Extracted records
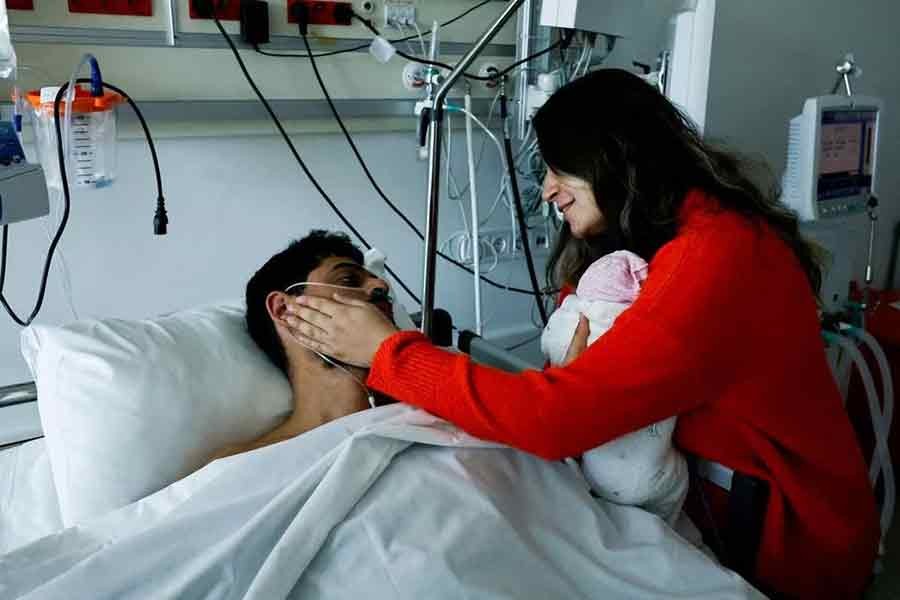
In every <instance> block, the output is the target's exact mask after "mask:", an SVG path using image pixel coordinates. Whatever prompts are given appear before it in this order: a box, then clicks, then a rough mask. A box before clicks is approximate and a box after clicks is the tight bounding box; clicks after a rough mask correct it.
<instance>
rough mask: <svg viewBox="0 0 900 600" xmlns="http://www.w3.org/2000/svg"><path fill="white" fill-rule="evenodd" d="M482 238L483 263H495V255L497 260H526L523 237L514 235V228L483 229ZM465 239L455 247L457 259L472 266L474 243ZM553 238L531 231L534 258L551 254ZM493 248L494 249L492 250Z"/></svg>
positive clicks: (482, 255)
mask: <svg viewBox="0 0 900 600" xmlns="http://www.w3.org/2000/svg"><path fill="white" fill-rule="evenodd" d="M478 237H479V238H480V239H481V264H482V265H490V264H493V262H494V259H495V255H496V260H497V262H509V261H515V260H524V259H525V251H524V248H523V246H522V238H520V237H519V236H518V235H513V230H512V229H504V228H495V229H482V230H480V231H479V232H478ZM464 241H465V240H462V241H460V242H458V243H457V244H456V245H455V247H454V248H453V250H454V252H455V254H456V259H457V260H459V261H460V262H461V263H463V264H465V265H469V266H471V265H472V263H473V259H472V244H471V243H464ZM552 243H553V240H551V239H550V236H549V235H548V234H547V233H544V232H540V233H537V232H535V230H532V231H531V255H532V257H534V258H542V257H546V256H548V255H549V254H550V248H551V246H552ZM492 250H493V251H492Z"/></svg>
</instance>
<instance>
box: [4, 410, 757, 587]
mask: <svg viewBox="0 0 900 600" xmlns="http://www.w3.org/2000/svg"><path fill="white" fill-rule="evenodd" d="M0 597H2V598H19V597H24V598H93V599H99V598H116V599H119V598H153V599H159V598H257V599H260V600H274V599H279V598H287V597H291V598H390V599H395V598H430V599H433V598H453V599H457V598H517V599H518V598H629V599H637V598H678V597H680V598H692V599H702V598H716V599H722V598H756V597H760V596H759V595H758V593H757V592H755V590H753V589H752V588H750V586H749V585H747V584H746V583H745V582H744V581H743V580H741V579H740V578H739V577H738V576H736V575H734V574H733V573H731V572H729V571H727V570H725V569H723V568H722V567H720V566H718V565H717V564H715V563H714V562H712V561H711V560H709V559H708V558H707V557H706V556H705V555H703V554H702V553H701V552H700V551H698V550H697V549H695V548H694V547H693V546H691V545H690V544H688V543H687V542H685V541H684V540H683V539H682V538H681V537H679V536H678V535H677V534H676V533H675V532H674V531H673V530H672V529H670V528H669V527H668V526H667V525H666V524H665V523H664V522H663V521H661V520H660V519H659V518H657V517H655V516H653V515H652V514H650V513H648V512H645V511H643V510H640V509H637V508H632V507H623V506H616V505H613V504H609V503H606V502H598V501H596V500H594V499H592V498H591V497H590V496H589V494H588V492H587V486H586V484H585V482H584V480H583V479H582V478H581V477H580V475H579V474H578V473H577V472H576V471H574V470H573V469H571V468H570V467H568V466H566V465H564V464H562V463H557V462H546V461H543V460H540V459H538V458H535V457H533V456H530V455H527V454H524V453H521V452H518V451H515V450H511V449H508V448H503V447H499V446H496V445H493V444H488V443H485V442H482V441H479V440H475V439H474V438H471V437H469V436H467V435H465V434H463V433H461V432H459V430H457V429H456V428H455V427H453V426H451V425H449V424H447V423H446V422H444V421H441V420H439V419H437V418H435V417H432V416H430V415H428V414H427V413H423V412H420V411H414V410H412V409H409V408H407V407H404V406H400V405H394V406H388V407H383V408H380V409H376V410H371V411H365V412H362V413H357V414H355V415H351V416H349V417H346V418H344V419H340V420H338V421H335V422H332V423H330V424H328V425H326V426H324V427H320V428H318V429H316V430H314V431H311V432H309V433H307V434H304V435H302V436H299V437H297V438H294V439H292V440H289V441H286V442H282V443H280V444H277V445H274V446H269V447H266V448H262V449H260V450H257V451H254V452H250V453H247V454H243V455H239V456H235V457H231V458H228V459H225V460H220V461H216V462H214V463H212V464H211V465H208V466H207V467H206V468H204V469H202V470H200V471H198V472H197V473H195V474H193V475H191V476H190V477H187V478H185V479H183V480H181V481H179V482H177V483H175V484H173V485H171V486H169V487H168V488H166V489H164V490H161V491H160V492H158V493H156V494H154V495H152V496H149V497H148V498H145V499H144V500H141V501H139V502H136V503H134V504H132V505H129V506H127V507H124V508H122V509H120V510H117V511H115V512H113V513H110V514H109V515H107V516H105V517H102V518H100V519H96V520H93V521H90V522H88V523H86V524H83V525H80V526H76V527H72V528H69V529H66V530H63V531H61V532H59V533H56V534H53V535H50V536H48V537H46V538H43V539H41V540H38V541H36V542H34V543H32V544H29V545H27V546H24V547H21V548H19V549H17V550H15V551H13V552H11V553H10V554H7V555H5V556H2V557H0Z"/></svg>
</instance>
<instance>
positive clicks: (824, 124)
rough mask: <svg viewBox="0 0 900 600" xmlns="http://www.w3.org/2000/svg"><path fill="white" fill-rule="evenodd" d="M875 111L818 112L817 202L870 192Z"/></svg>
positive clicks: (873, 154)
mask: <svg viewBox="0 0 900 600" xmlns="http://www.w3.org/2000/svg"><path fill="white" fill-rule="evenodd" d="M877 122H878V111H876V110H874V109H871V108H867V109H862V108H860V109H851V108H842V109H830V110H825V111H823V112H822V133H821V148H820V156H819V186H818V196H819V201H820V202H821V201H823V200H833V199H835V198H850V197H854V196H860V195H863V194H866V193H868V192H869V191H871V189H872V168H873V166H874V162H875V128H876V126H877Z"/></svg>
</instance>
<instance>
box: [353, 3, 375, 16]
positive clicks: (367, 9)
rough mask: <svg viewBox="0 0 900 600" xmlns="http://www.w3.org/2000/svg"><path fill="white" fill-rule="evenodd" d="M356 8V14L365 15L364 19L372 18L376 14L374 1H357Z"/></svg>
mask: <svg viewBox="0 0 900 600" xmlns="http://www.w3.org/2000/svg"><path fill="white" fill-rule="evenodd" d="M356 6H357V8H356V12H358V13H359V14H361V15H363V16H364V17H371V16H372V15H374V14H375V1H374V0H357V2H356Z"/></svg>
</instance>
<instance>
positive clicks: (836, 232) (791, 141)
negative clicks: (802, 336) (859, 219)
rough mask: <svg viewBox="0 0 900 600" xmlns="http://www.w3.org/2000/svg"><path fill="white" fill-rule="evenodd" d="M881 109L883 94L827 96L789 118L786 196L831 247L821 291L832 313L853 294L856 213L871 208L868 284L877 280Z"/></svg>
mask: <svg viewBox="0 0 900 600" xmlns="http://www.w3.org/2000/svg"><path fill="white" fill-rule="evenodd" d="M881 116H882V102H881V100H878V99H877V98H869V97H865V96H855V95H854V96H849V97H847V96H821V97H818V98H810V99H808V100H807V101H806V102H805V104H804V106H803V113H802V114H800V115H798V116H797V117H794V118H793V119H792V120H791V125H790V135H789V143H788V158H787V168H786V170H785V174H784V180H783V189H784V192H783V196H782V202H783V203H784V204H785V205H787V206H788V207H789V208H791V209H792V210H794V211H796V213H797V215H798V216H799V218H800V220H801V221H803V222H804V223H803V224H802V227H801V230H802V231H803V233H804V234H805V235H807V236H809V237H811V238H813V239H815V240H816V241H817V242H818V243H819V244H820V245H822V246H823V247H825V248H826V249H827V250H828V252H829V255H830V264H828V265H827V269H826V273H825V278H824V281H823V282H822V290H821V292H822V294H821V297H822V301H823V308H824V309H825V310H826V311H828V312H840V311H841V310H842V309H843V308H844V306H845V303H846V301H847V299H848V289H849V287H850V282H851V281H852V280H853V279H854V262H855V261H854V258H853V257H854V255H855V247H856V246H857V245H858V242H857V241H856V240H857V238H858V237H859V236H858V235H857V233H856V231H855V229H856V227H857V225H858V221H859V219H858V218H857V215H859V214H862V213H865V212H867V211H868V212H869V216H870V232H869V258H868V264H867V268H866V283H867V284H868V283H869V282H871V280H872V251H873V243H874V242H873V241H874V235H875V223H876V221H875V213H874V210H875V207H876V206H877V201H876V200H875V194H876V185H877V181H876V177H877V162H878V135H879V125H880V123H881ZM859 235H862V233H861V232H860V234H859Z"/></svg>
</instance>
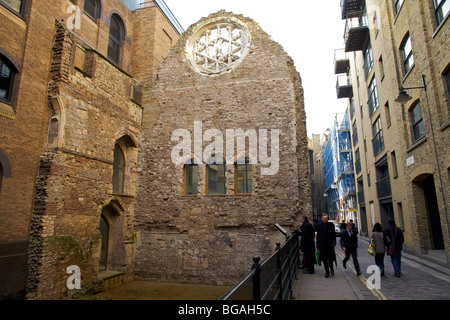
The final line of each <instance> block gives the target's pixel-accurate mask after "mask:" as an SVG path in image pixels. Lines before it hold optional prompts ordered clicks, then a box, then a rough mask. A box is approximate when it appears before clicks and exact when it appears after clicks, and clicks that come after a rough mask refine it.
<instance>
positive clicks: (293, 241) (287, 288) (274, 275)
mask: <svg viewBox="0 0 450 320" xmlns="http://www.w3.org/2000/svg"><path fill="white" fill-rule="evenodd" d="M259 260H260V258H259V257H257V256H255V257H254V258H253V262H254V263H253V265H252V270H251V271H250V272H249V273H248V274H247V275H246V276H245V277H244V278H242V279H241V280H240V281H239V282H238V283H237V284H236V285H234V286H233V287H232V288H231V289H230V290H229V291H228V292H227V293H226V294H225V295H224V296H223V297H222V298H220V300H242V299H243V300H269V299H278V300H286V299H289V298H291V297H292V285H293V282H294V280H295V276H296V274H297V268H298V265H299V261H300V239H299V233H298V232H294V233H293V234H292V235H291V236H287V237H286V241H285V243H284V244H283V245H280V243H277V248H276V250H275V251H274V252H272V253H271V254H270V255H269V256H268V257H267V258H266V259H265V260H264V261H263V262H262V263H261V264H260V263H259ZM275 265H276V268H274V267H275ZM262 276H263V277H262ZM262 278H264V279H262ZM250 286H251V289H252V290H249V287H250ZM263 286H264V287H263ZM250 292H251V294H250ZM239 297H241V299H239Z"/></svg>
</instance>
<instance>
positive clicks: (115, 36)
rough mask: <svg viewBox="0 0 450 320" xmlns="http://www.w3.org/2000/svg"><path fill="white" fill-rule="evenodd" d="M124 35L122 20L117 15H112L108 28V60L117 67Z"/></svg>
mask: <svg viewBox="0 0 450 320" xmlns="http://www.w3.org/2000/svg"><path fill="white" fill-rule="evenodd" d="M124 33H125V32H124V25H123V22H122V19H121V18H120V17H119V16H118V15H117V14H113V15H112V16H111V23H110V26H109V42H108V58H109V59H110V60H111V61H112V62H114V63H115V64H117V65H119V62H120V49H121V46H122V41H123V38H124Z"/></svg>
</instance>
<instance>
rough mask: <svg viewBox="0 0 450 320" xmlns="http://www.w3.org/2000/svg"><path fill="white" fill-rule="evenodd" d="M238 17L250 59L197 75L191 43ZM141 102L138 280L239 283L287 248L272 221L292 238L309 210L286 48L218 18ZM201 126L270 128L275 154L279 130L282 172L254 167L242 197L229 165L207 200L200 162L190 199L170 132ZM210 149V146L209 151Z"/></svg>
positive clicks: (165, 74) (256, 34)
mask: <svg viewBox="0 0 450 320" xmlns="http://www.w3.org/2000/svg"><path fill="white" fill-rule="evenodd" d="M232 19H234V20H235V19H237V20H239V21H240V22H241V23H242V24H245V26H246V27H247V30H248V32H249V34H250V39H251V40H250V42H249V44H248V45H249V46H248V53H247V54H246V56H245V57H244V58H243V59H242V61H240V64H239V65H237V66H236V67H235V68H233V69H232V70H230V71H228V72H225V73H222V74H219V75H210V76H208V75H204V74H200V73H198V72H197V71H195V69H194V68H192V65H191V64H190V61H189V59H190V56H189V53H188V52H187V51H186V42H187V40H188V39H190V37H191V36H192V35H193V32H194V31H195V30H196V29H197V27H198V26H199V25H201V24H205V25H206V24H208V23H209V22H211V21H221V22H227V21H230V20H232ZM142 99H143V100H142V106H143V108H144V113H143V125H142V131H141V141H140V144H139V145H140V149H139V156H138V169H137V171H138V186H137V196H136V206H135V220H134V221H135V231H136V232H137V233H138V234H139V236H138V240H137V248H136V254H135V258H134V268H133V269H134V276H135V278H138V279H146V280H167V281H184V282H193V283H196V282H198V283H199V282H201V283H217V284H233V283H234V282H235V281H236V280H238V279H239V278H240V277H241V276H242V275H244V274H245V273H247V272H248V271H249V266H251V263H252V257H253V256H254V255H260V256H261V257H263V258H264V257H265V256H267V255H268V254H269V253H270V252H271V251H273V250H274V249H275V248H276V243H277V242H283V241H284V236H283V235H282V234H281V233H280V232H279V231H278V230H277V229H276V228H275V227H274V224H275V223H279V224H280V225H282V226H283V227H284V228H285V229H286V230H288V231H289V232H290V231H292V230H294V229H295V228H296V227H298V225H299V219H300V216H301V215H303V214H307V215H311V212H312V211H311V210H312V209H311V190H310V181H309V159H308V146H307V136H306V116H305V112H304V102H303V89H302V86H301V79H300V75H299V73H298V72H297V71H296V70H295V67H294V63H293V61H292V59H291V58H290V57H289V56H288V55H287V54H286V52H285V51H284V50H283V48H282V47H281V46H280V45H279V44H278V43H276V42H274V41H273V40H271V38H270V36H269V35H268V34H267V33H265V32H264V31H263V30H262V29H261V28H260V26H259V25H258V24H257V23H256V22H254V21H253V20H252V19H249V18H246V17H244V16H242V15H235V14H233V13H229V12H225V11H220V12H218V13H215V14H212V15H210V16H209V17H208V18H203V19H202V20H200V21H199V22H198V23H197V24H194V25H192V26H191V27H190V28H189V29H188V30H187V31H186V32H185V33H184V34H183V35H182V36H181V38H180V39H179V40H178V42H177V43H176V44H175V45H174V47H173V48H172V49H171V51H170V52H169V54H168V56H167V57H166V59H165V60H164V62H163V63H162V64H161V66H160V67H159V69H158V71H157V78H156V81H155V82H154V83H152V84H149V85H144V88H143V98H142ZM194 121H201V122H202V127H203V133H204V132H205V130H208V129H212V128H214V129H218V130H219V131H220V132H222V134H223V136H224V138H225V135H226V129H239V128H240V129H243V130H244V131H246V130H249V129H254V130H256V132H258V130H259V129H267V130H268V131H269V134H268V140H269V142H268V147H267V148H268V152H269V153H270V150H271V144H270V143H271V139H270V130H273V129H278V130H280V136H279V146H280V151H279V170H278V173H277V174H275V175H267V176H263V175H261V174H260V171H261V166H262V165H261V164H259V163H258V164H256V165H253V166H252V168H253V181H252V182H253V188H252V194H251V195H236V192H235V177H234V174H235V166H234V165H233V164H227V165H226V189H227V194H226V195H207V194H205V190H206V165H205V164H200V165H199V184H198V194H197V195H194V196H185V195H184V190H183V188H184V174H183V165H182V164H180V165H177V166H176V165H175V164H174V163H173V162H172V160H171V152H172V149H173V147H174V146H175V145H177V144H178V142H172V141H171V135H172V132H173V131H174V130H176V129H186V130H189V131H190V133H191V137H193V136H194V132H193V130H194ZM210 143H211V142H209V141H203V145H202V147H203V148H202V149H203V150H205V147H206V146H207V145H209V144H210ZM224 143H225V139H224ZM191 150H192V152H193V150H194V149H193V145H192V146H191ZM223 150H224V151H225V150H226V149H225V145H224V147H223ZM272 150H273V149H272ZM247 151H248V150H247ZM235 155H236V146H235ZM220 156H222V157H223V158H225V155H220ZM241 156H243V155H236V157H235V161H236V159H237V158H240V157H241ZM246 156H248V152H247V153H246ZM188 158H189V157H188ZM186 160H188V159H186Z"/></svg>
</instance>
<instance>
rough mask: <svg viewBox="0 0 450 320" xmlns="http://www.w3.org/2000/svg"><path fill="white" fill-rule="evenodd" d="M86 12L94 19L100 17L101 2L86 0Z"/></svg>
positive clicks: (85, 10)
mask: <svg viewBox="0 0 450 320" xmlns="http://www.w3.org/2000/svg"><path fill="white" fill-rule="evenodd" d="M84 13H86V15H87V16H88V17H89V18H91V19H92V20H94V21H96V20H97V19H98V18H100V4H99V3H98V0H85V1H84Z"/></svg>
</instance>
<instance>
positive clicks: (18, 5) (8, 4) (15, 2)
mask: <svg viewBox="0 0 450 320" xmlns="http://www.w3.org/2000/svg"><path fill="white" fill-rule="evenodd" d="M24 2H25V1H23V0H0V3H1V4H4V5H5V6H6V7H7V8H9V9H11V10H12V11H14V12H16V13H17V14H22V10H23V4H24Z"/></svg>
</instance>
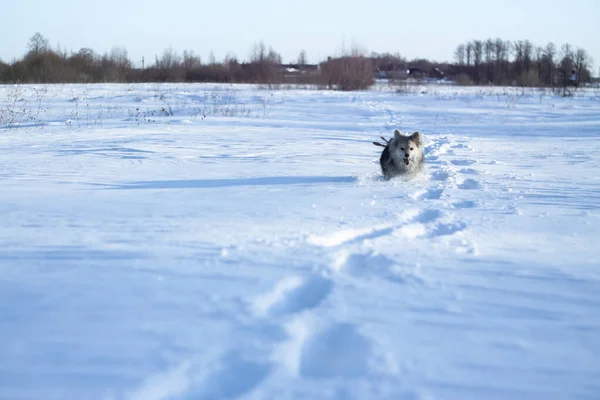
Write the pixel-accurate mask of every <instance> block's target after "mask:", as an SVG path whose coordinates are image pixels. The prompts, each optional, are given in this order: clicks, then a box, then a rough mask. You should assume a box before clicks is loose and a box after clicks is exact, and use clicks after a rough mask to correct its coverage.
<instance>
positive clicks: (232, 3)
mask: <svg viewBox="0 0 600 400" xmlns="http://www.w3.org/2000/svg"><path fill="white" fill-rule="evenodd" d="M0 2H1V5H0V19H1V20H0V22H1V23H0V59H2V60H4V61H11V60H12V59H14V58H20V57H21V56H22V55H23V54H24V53H25V51H26V44H27V41H28V39H29V38H30V37H31V36H32V35H33V34H34V33H35V32H38V31H39V32H40V33H42V34H43V35H44V36H46V37H47V38H48V39H49V40H50V43H51V45H52V46H53V47H56V46H57V45H60V46H61V47H62V48H66V49H68V50H78V49H79V48H81V47H91V48H92V49H94V50H95V51H97V52H99V53H103V52H105V51H109V50H110V49H111V47H112V46H114V45H118V46H124V47H126V48H127V50H128V52H129V55H130V58H131V59H132V60H133V61H134V62H135V63H136V64H138V65H139V61H140V59H141V58H142V56H145V58H146V60H147V62H151V61H152V60H154V56H155V55H160V54H161V53H162V52H163V50H164V49H165V48H167V47H169V46H173V48H174V49H175V50H176V51H178V52H179V53H181V52H182V51H183V50H185V49H187V50H193V51H194V52H195V53H196V54H198V55H200V56H201V57H202V58H203V60H206V59H207V58H208V55H209V53H210V52H211V51H213V53H214V55H215V57H216V58H217V60H221V59H222V58H223V57H224V56H225V55H226V54H227V53H228V52H232V53H234V54H235V55H236V56H237V57H238V58H240V59H246V58H247V57H248V55H249V54H250V50H251V48H252V46H253V44H254V43H256V42H257V41H259V40H263V41H264V42H265V44H266V45H267V46H273V48H274V49H275V50H276V51H278V52H279V53H280V54H281V55H282V57H283V61H284V62H289V61H295V60H297V57H298V53H299V52H300V50H302V49H304V50H306V52H307V55H308V60H309V61H310V62H316V61H320V60H322V59H324V58H326V57H327V56H328V55H331V54H335V53H336V52H339V50H340V49H341V48H342V44H343V43H345V44H346V47H349V46H350V45H351V44H352V43H353V42H355V43H357V44H359V45H360V46H362V47H363V48H366V49H367V50H368V51H369V52H370V51H376V52H399V53H400V54H401V55H403V56H405V57H408V58H413V57H426V58H430V59H434V60H437V61H444V60H451V59H452V57H453V52H454V49H455V48H456V46H457V45H458V44H459V43H463V42H465V41H467V40H471V39H486V38H488V37H493V38H495V37H501V38H503V39H506V40H518V39H529V40H530V41H532V42H533V43H534V44H536V45H544V44H546V43H547V42H549V41H553V42H554V43H555V44H557V46H560V45H561V44H563V43H565V42H569V43H571V44H572V45H574V46H580V47H583V48H585V49H586V50H587V51H588V52H589V53H590V55H591V56H592V57H593V59H594V66H596V65H598V62H600V40H599V39H600V23H599V22H598V17H600V0H568V1H565V0H561V1H558V0H498V1H488V0H481V1H477V0H454V1H452V0H413V1H404V0H372V1H365V0H363V1H360V2H358V1H357V2H353V1H350V0H347V1H341V0H329V1H328V0H298V1H294V2H288V1H285V0H253V1H252V0H250V1H248V0H228V1H223V0H210V1H203V0H195V1H192V0H166V1H165V0H160V1H159V0H145V1H127V0H103V1H76V0H12V1H11V0H0ZM594 68H595V67H594ZM596 72H597V70H594V73H596Z"/></svg>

# Work to complete:
Count the lines in the entries above that contain the string "positive", and reply with the number alone.

# Response box:
11